These records must be written out again exactly.
━━ Information shown
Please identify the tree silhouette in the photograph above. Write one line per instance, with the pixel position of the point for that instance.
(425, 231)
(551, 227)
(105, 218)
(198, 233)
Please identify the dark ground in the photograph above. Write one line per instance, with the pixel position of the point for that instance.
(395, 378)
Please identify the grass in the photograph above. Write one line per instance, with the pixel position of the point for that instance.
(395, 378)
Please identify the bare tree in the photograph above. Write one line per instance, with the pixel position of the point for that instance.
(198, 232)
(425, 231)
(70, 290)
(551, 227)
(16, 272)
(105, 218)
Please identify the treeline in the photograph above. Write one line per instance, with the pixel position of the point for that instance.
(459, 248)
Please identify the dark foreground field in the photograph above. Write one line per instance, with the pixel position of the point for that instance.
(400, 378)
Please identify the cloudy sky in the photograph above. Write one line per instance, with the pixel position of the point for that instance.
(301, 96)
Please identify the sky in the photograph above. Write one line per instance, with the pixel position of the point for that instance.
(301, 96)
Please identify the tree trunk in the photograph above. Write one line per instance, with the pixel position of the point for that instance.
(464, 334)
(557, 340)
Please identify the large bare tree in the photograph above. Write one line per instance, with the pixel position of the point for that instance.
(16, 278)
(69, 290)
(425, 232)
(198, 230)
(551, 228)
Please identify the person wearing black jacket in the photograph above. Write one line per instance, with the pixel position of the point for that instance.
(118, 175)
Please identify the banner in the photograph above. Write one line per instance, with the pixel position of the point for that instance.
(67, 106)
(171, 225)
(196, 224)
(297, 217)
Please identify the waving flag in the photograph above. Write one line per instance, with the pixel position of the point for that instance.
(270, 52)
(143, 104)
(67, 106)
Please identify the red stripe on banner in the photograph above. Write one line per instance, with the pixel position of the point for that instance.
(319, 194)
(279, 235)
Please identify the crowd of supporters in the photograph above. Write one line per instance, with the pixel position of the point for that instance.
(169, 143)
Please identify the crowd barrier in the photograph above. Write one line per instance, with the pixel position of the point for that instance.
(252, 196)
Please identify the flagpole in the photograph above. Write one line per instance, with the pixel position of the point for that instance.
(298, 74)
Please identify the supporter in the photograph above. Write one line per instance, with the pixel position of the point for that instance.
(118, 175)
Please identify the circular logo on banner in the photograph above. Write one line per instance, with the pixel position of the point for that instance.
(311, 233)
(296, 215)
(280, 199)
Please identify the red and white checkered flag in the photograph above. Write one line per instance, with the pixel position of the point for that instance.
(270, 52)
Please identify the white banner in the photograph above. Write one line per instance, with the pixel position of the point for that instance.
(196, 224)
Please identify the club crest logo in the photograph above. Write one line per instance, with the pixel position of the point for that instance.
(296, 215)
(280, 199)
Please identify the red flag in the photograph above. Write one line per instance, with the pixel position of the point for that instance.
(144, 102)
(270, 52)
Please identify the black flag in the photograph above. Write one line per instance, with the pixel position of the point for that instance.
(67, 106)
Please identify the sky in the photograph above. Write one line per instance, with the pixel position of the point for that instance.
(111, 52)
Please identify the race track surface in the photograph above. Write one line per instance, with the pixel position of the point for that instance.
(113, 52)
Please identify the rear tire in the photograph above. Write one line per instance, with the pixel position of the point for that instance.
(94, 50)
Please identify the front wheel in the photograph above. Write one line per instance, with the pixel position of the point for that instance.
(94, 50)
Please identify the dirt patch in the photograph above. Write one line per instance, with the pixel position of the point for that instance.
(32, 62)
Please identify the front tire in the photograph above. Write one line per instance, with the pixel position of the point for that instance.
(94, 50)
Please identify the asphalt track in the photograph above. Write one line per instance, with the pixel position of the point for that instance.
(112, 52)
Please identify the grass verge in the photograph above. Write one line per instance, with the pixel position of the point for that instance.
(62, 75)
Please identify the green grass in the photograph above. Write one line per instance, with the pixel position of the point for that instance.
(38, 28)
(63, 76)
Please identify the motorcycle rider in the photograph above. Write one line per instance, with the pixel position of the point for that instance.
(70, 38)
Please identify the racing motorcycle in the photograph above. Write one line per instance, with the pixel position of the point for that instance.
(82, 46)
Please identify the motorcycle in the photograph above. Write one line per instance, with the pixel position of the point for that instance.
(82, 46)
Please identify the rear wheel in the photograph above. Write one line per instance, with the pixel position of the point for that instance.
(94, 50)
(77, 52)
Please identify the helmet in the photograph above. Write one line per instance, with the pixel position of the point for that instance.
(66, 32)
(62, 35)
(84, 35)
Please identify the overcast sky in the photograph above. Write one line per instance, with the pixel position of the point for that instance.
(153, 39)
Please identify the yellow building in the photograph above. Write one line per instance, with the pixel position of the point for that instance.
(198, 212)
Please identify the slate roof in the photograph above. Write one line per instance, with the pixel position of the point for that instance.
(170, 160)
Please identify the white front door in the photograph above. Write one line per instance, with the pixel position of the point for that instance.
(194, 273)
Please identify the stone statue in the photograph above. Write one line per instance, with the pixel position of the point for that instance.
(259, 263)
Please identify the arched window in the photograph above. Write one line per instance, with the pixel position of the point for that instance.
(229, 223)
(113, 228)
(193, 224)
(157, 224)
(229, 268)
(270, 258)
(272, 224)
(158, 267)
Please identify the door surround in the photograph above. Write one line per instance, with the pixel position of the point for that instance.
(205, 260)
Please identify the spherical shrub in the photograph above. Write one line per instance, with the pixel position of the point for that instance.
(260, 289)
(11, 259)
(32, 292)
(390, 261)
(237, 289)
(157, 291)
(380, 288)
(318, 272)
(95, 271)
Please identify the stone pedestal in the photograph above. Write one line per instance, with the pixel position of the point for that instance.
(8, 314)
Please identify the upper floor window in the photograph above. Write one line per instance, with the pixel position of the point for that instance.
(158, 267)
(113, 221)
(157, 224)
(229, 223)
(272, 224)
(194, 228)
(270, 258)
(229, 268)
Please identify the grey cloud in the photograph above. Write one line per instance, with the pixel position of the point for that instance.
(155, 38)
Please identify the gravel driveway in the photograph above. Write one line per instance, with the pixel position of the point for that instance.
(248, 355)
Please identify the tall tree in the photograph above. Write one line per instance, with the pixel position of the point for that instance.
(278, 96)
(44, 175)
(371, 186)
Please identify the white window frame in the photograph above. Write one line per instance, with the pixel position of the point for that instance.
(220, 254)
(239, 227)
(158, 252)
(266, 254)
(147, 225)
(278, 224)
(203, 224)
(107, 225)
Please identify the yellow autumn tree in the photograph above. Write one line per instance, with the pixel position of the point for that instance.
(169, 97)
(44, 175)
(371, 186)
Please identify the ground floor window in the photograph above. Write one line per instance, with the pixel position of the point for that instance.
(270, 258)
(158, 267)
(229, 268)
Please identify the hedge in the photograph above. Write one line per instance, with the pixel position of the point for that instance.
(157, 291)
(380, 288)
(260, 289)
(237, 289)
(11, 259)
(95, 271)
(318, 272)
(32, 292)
━━━━
--- Answer space ---
Please identify the tree silhouette in the photograph above. Write one line per instance, with the pixel position of the point for that instance.
(425, 231)
(551, 227)
(105, 218)
(198, 233)
Please identify the dark ground in the photograph above. Write one line per instance, with the pixel position of the point for that instance.
(395, 378)
Please identify the grass in the photograph above. Write one line per instance, with the pixel position of the point for that instance.
(395, 378)
Please identify the bare tree in the photograph above. Write one line per instance, with the pixel position of the point for that instance.
(198, 232)
(425, 231)
(70, 290)
(551, 227)
(16, 272)
(105, 218)
Please identify the treeline in the photograph above. Write one line per instance, with the pixel position of the point for that instance.
(459, 248)
Please identify the dark foreground field in the photograph above. Write one line per instance, with the pixel position of the point for that instance.
(400, 378)
Please identify the cloudy sky in the photograph above. Write one line per instance, with the pixel position of the point for that instance.
(301, 96)
Please identify the sky in the photograph above. Write one line per instance, with the pixel position of the point for that instance.
(301, 96)
Please identify the tree trunk in the photograph above. Write one line per instance, with the pixel position of the point for that instance.
(464, 334)
(557, 340)
Please identify the large bare tree in the photograph above. Write one line per instance, with the pixel position of the point for that instance.
(16, 278)
(69, 290)
(425, 232)
(198, 230)
(551, 228)
Please identify the person wearing black jacket in the photograph above. Write one line per instance, with the pixel position of the point for that instance.
(118, 175)
Please identify the banner in the photograph above. Write one line per instance, with the pixel position of the point for that instance.
(67, 106)
(171, 225)
(196, 224)
(297, 217)
Please identify the waving flag in the photograph above. Write one line per instance, with the pixel position of the point for that instance.
(270, 52)
(143, 104)
(67, 106)
Please identify the red stripe on banner in the photograph above. Write one line per instance, with the pixel position of the point for that instance.
(319, 194)
(279, 235)
Please identify the crowd of supporters in the photograph above. Write one line per instance, with the pixel position of the point for that instance.
(169, 143)
Please identify the crowd barrier in the photograph above. Write one line per instance, with the pixel position of the point for that instance.
(252, 196)
Please identify the flagpole in the photograph above. Write one line per instance, with the pixel position of the point for that instance.
(298, 74)
Please identify the supporter in the photograph above. Write one line per instance, with the pixel position of the point for that instance.
(118, 175)
Please identify the circular logo on banner in the photograph above. Write one line per instance, with the pixel position of the point for that instance.
(311, 233)
(296, 215)
(280, 199)
Please identify the red and white checkered flag in the photograph above. Write one line per instance, with the pixel position of the point for that instance.
(270, 52)
Please identify the white banner in the photograph above. Write one line per instance, with the pixel position of the point for that instance.
(196, 224)
Please identify the club crest logo in the photograph above. Write one line per instance, with the pixel position of the point for that instance.
(296, 215)
(280, 199)
Please identify the red flag in the photograph above. Write one line per instance, with the pixel position of the point for that instance.
(144, 102)
(270, 52)
Please identify the black flag in the photograph above. Write one line per instance, with the pixel position of the point for that instance.
(67, 106)
Please identify the sky in the photograph above. Write one line per instance, with the pixel position of the point for that instance.
(111, 52)
Please identify the race track surface in the photograph above. Write one line per instance, with the pixel position of the point for that instance.
(113, 52)
Please identify the rear tire in the photograph above. Write one line per instance, with the pixel position of the point for that instance.
(94, 50)
Please identify the front wheel in the photograph above. Write one line per instance, with the pixel position of the point for that instance.
(94, 50)
Please identify the dirt patch in the photograph above. Write one line per instance, with the pixel position of the point for that instance.
(32, 62)
Please identify the front tire in the photograph above. Write one line per instance, with the pixel position of the point for that instance.
(94, 50)
Please identify the asphalt track in the photograph above. Write one line per instance, with the pixel position of the point for that instance.
(112, 52)
Please identify the grass verge in the photograph above. Write one line per instance, with the pixel position of the point for that instance.
(62, 75)
Please identify the green grass in the photograph above. Write one line per instance, with the pixel position of the point for that instance.
(38, 28)
(63, 76)
Please identify the motorcycle rider in the photograph above. Write one line per instance, with the pixel position of the point for that instance.
(70, 38)
Please identify the racing motorcycle in the photograph above. Write one line per instance, with the pixel position of the point for that instance.
(82, 46)
Please identify the motorcycle in the photograph above. Write one line per instance, with the pixel position of the point for that instance.
(82, 46)
Please identify the rear wheel in the photograph above. Write one line per instance, with the pixel position of the point for that instance.
(94, 50)
(77, 52)
Please identify the helmet in the photograph above. Write one line per instance, with the pixel position of the point for that instance.
(66, 32)
(62, 35)
(84, 35)
Please identify the overcast sky in the photograph above. Write one line per instance, with the pixel position of the point for that instance.
(153, 39)
Please identify the yellow building in the photograph above. Write one line per instance, with the pixel position of the point for that instance.
(198, 212)
Please identify the slate roof in the photograph above. Write one line per instance, with the pixel position of the point for that instance.
(170, 160)
Please identify the white front door in the photograph above. Write one line per instance, with the pixel position of the point for that instance.
(194, 273)
Please identify the stone statue in the photograph above. Write one line per instance, with the pixel position of the point for that instance.
(259, 263)
Please identify the arched window in the photograph above. Write one line per instance, with the pixel position of the point for that instance.
(229, 223)
(113, 228)
(193, 224)
(157, 224)
(229, 268)
(270, 258)
(272, 224)
(158, 267)
Please identify the door surround in the photograph above. Write one line per instance, with the pixel position of the point for that instance.
(205, 260)
Please identify the spherical shrub in the photograph above. Write one line per instance, with the pixel position of the point for that instance.
(260, 289)
(11, 259)
(32, 292)
(390, 261)
(237, 289)
(157, 291)
(380, 288)
(318, 272)
(95, 271)
Please identify the stone pedestal in the photograph above. Write one line per instance, with the pixel position of the point for that instance.
(8, 314)
Please identify the upper floor window in the photograph above. Write one line per instance, with the pixel position of the point for that instance.
(158, 267)
(113, 221)
(157, 224)
(229, 223)
(272, 224)
(194, 228)
(270, 258)
(229, 268)
Please identify the grey cloud in the photograph above. Write one line per instance, with the pixel position of the point for that instance.
(155, 38)
Please identify the gravel driveway in the photograph above. Write one line per instance, with the pixel position of the point for that instance.
(248, 355)
Please identify the tall tree in the photograph above. Write one line per instance, with the pixel position of the point for that instance.
(278, 96)
(44, 175)
(371, 186)
Please identify the white window frame in the photograph above. Write one line per instance, with the pixel position of the point for that instance.
(220, 254)
(239, 227)
(158, 252)
(266, 254)
(147, 225)
(278, 224)
(203, 224)
(107, 225)
Please identify the yellow autumn tree in the photograph above. Write one line per instance, with the pixel position of the point for that instance.
(169, 97)
(44, 175)
(371, 186)
Please identify the ground floor window in the photograph above. Write one line per instance, with the pixel position of the point for that instance.
(270, 258)
(158, 267)
(229, 268)
Please identify the hedge in the photograph above. Write one line per instance, with the pixel position of the point for that instance.
(157, 291)
(380, 288)
(260, 289)
(237, 289)
(11, 259)
(95, 271)
(318, 272)
(32, 292)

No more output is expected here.